PROBLEM DESCRIPTION:
Could you arrange the lines of the listing from the line with "Can you find the grassy hillside?" through the line with "<point>66,243</point>" as a JSON list of strings, one string per line, with blank lines left out?

SOURCE DATA:
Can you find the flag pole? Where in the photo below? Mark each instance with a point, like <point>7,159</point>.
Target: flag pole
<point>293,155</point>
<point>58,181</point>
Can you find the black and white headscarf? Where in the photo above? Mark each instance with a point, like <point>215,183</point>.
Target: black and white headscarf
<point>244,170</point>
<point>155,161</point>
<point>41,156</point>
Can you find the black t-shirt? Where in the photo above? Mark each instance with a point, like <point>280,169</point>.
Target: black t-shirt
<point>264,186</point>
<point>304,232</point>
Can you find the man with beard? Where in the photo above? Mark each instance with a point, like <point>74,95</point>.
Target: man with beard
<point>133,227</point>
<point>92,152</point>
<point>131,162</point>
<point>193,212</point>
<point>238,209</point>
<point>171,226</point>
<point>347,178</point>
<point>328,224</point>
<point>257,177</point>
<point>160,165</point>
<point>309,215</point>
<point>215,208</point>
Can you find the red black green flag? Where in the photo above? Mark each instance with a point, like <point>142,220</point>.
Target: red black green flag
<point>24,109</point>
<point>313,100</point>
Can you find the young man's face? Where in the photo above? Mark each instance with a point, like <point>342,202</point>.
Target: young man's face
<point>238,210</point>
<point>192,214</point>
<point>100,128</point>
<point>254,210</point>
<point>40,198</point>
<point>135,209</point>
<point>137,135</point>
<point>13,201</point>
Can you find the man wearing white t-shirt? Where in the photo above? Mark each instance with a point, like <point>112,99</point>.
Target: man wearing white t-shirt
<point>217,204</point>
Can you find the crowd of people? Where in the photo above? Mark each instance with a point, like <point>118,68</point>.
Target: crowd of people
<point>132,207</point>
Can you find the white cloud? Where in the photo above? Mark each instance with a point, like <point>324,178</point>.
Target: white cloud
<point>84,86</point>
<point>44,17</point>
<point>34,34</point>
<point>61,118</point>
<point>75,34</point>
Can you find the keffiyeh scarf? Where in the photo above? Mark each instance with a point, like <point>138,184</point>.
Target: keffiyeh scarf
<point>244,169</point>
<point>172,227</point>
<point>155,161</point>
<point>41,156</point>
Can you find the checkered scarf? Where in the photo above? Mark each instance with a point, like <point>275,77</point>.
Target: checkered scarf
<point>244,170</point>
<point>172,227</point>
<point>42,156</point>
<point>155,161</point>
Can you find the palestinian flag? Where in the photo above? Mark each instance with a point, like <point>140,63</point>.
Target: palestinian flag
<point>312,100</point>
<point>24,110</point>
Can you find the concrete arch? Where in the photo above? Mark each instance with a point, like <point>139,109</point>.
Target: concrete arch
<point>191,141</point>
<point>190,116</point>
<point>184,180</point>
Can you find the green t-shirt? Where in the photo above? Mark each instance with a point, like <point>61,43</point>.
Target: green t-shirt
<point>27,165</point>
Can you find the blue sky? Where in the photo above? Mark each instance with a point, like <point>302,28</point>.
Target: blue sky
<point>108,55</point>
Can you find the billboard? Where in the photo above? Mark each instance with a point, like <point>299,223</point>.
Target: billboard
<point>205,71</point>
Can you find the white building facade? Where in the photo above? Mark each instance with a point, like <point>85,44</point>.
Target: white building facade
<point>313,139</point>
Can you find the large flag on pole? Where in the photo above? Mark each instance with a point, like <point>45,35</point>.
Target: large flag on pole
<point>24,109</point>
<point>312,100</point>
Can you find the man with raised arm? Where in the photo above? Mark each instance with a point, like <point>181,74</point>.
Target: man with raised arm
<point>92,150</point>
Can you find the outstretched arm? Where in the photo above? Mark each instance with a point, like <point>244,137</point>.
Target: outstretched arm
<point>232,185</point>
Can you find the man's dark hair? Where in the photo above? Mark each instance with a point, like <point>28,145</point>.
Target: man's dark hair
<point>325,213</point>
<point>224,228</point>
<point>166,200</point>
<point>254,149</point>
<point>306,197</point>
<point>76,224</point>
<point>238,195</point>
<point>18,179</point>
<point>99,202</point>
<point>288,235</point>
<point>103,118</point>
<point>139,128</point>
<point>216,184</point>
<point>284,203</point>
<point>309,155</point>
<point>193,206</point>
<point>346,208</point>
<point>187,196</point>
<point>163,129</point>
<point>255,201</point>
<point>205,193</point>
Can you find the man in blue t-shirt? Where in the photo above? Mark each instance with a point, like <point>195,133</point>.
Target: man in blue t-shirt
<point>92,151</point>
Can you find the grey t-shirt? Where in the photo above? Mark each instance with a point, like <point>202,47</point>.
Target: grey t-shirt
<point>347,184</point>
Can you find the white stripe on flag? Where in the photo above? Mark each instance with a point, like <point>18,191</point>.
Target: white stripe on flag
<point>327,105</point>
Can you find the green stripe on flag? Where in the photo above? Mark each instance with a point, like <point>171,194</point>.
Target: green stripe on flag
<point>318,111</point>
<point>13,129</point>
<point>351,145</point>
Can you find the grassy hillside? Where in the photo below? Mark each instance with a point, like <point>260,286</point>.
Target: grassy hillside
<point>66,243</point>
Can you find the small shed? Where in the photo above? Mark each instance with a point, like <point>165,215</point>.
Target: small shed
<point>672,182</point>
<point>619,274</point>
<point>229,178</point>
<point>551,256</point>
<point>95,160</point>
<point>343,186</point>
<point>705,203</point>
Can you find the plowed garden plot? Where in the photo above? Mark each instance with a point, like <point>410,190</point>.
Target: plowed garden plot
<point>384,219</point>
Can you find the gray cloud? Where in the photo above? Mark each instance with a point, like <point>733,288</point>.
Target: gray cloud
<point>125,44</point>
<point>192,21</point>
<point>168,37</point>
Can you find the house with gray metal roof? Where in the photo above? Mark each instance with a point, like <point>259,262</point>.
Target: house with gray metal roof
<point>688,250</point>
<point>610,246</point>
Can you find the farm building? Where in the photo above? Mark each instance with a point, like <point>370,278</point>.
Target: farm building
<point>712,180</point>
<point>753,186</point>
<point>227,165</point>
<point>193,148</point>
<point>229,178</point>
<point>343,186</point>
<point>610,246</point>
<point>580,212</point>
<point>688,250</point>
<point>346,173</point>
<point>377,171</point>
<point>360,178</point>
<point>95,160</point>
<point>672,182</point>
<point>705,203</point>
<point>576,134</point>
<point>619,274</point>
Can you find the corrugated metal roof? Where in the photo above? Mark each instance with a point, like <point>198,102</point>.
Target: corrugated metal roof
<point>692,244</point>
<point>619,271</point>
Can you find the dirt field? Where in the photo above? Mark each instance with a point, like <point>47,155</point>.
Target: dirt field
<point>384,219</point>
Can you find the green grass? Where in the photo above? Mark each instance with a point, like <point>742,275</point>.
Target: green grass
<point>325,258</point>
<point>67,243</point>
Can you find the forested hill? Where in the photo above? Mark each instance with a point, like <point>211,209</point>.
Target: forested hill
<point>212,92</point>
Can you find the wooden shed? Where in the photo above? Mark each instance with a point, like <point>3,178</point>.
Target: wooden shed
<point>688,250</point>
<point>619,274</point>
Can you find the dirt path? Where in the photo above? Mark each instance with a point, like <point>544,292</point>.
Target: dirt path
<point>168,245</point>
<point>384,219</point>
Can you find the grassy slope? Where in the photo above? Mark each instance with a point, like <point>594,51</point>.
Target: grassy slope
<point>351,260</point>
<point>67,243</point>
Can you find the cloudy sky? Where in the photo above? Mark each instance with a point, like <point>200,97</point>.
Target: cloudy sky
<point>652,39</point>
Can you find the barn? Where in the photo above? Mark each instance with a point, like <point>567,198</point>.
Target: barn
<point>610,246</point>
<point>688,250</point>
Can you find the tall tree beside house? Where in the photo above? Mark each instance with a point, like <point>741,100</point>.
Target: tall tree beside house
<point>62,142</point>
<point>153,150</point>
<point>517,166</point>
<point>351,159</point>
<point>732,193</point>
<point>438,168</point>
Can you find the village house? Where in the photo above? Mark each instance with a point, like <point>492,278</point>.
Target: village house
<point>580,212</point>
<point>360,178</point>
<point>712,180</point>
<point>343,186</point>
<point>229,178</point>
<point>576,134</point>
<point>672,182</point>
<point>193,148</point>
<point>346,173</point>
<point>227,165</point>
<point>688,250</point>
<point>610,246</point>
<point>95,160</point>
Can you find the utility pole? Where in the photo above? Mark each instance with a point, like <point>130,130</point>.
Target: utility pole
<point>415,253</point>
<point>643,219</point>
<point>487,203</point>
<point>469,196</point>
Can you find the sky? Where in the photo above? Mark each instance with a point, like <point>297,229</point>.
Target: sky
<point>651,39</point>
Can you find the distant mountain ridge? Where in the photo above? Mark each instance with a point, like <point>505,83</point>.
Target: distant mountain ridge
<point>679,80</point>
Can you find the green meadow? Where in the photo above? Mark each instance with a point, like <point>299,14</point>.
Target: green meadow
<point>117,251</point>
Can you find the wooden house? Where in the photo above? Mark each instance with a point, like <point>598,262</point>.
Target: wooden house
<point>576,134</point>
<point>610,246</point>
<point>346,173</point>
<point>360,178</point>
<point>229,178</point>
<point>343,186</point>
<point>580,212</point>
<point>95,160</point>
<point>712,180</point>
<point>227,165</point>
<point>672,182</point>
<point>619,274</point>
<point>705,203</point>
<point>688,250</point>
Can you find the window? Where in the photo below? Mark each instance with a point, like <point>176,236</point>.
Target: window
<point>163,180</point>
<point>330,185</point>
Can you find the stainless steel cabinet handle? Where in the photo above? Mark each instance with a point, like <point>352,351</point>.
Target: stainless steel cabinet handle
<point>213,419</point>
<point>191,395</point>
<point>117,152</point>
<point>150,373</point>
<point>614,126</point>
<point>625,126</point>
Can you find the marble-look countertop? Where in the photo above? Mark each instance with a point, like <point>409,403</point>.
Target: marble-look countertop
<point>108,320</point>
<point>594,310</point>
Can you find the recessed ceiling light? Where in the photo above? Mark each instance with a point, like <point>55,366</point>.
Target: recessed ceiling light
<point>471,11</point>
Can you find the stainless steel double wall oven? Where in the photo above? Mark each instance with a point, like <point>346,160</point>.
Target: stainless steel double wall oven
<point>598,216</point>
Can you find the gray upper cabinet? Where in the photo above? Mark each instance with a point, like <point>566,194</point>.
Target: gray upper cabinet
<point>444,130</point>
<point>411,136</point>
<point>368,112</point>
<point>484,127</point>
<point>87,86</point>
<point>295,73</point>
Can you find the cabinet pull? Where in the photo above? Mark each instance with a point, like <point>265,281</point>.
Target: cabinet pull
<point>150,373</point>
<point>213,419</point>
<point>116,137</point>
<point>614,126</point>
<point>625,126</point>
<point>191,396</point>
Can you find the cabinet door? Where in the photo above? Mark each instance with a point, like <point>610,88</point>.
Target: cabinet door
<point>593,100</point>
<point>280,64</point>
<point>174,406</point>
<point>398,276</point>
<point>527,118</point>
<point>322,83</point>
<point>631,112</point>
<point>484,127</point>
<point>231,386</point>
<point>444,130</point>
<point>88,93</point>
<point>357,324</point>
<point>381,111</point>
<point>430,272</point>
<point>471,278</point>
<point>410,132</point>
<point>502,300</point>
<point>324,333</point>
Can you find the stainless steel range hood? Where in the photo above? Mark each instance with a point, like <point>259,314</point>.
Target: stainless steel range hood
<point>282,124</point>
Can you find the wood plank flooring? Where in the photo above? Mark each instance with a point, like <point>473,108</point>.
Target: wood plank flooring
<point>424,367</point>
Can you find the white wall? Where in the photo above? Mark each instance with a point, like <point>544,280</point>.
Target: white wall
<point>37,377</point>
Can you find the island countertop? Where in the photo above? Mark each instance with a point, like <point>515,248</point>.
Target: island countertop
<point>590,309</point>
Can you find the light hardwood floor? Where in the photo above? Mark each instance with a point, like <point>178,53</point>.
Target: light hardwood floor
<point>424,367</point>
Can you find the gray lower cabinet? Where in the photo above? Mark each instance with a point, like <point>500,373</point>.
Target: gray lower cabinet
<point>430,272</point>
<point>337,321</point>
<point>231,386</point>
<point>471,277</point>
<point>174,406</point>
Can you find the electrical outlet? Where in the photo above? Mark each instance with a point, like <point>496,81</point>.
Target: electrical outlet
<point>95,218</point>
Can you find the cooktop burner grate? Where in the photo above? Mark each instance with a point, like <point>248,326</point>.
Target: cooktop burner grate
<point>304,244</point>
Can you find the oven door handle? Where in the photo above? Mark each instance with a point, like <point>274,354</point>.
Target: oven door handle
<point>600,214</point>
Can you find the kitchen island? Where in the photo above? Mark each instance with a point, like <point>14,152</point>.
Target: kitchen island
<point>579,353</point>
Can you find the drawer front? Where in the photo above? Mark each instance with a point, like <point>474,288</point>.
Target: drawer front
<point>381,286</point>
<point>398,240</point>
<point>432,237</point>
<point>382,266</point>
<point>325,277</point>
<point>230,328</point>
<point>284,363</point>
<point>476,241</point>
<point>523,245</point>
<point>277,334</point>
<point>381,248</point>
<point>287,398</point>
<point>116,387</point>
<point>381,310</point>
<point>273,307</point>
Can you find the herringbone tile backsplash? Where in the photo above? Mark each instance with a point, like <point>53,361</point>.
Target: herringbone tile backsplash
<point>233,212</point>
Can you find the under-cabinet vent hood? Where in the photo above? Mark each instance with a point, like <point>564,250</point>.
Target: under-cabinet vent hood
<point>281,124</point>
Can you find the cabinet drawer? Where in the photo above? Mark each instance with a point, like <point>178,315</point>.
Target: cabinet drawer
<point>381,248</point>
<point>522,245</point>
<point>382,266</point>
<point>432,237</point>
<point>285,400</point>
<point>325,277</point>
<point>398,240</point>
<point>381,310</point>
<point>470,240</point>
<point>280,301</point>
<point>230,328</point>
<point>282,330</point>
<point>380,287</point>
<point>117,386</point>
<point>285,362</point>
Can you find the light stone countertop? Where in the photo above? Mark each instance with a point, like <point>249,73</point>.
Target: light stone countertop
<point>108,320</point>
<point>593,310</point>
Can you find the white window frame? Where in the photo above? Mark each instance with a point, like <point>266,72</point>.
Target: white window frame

OUTPUT OF THE TASK:
[
  "Can you find the grassy hillside? Where in the photo below? Mark each instance with a point, like <point>260,286</point>.",
  "Target: grassy hillside",
  "<point>66,243</point>"
]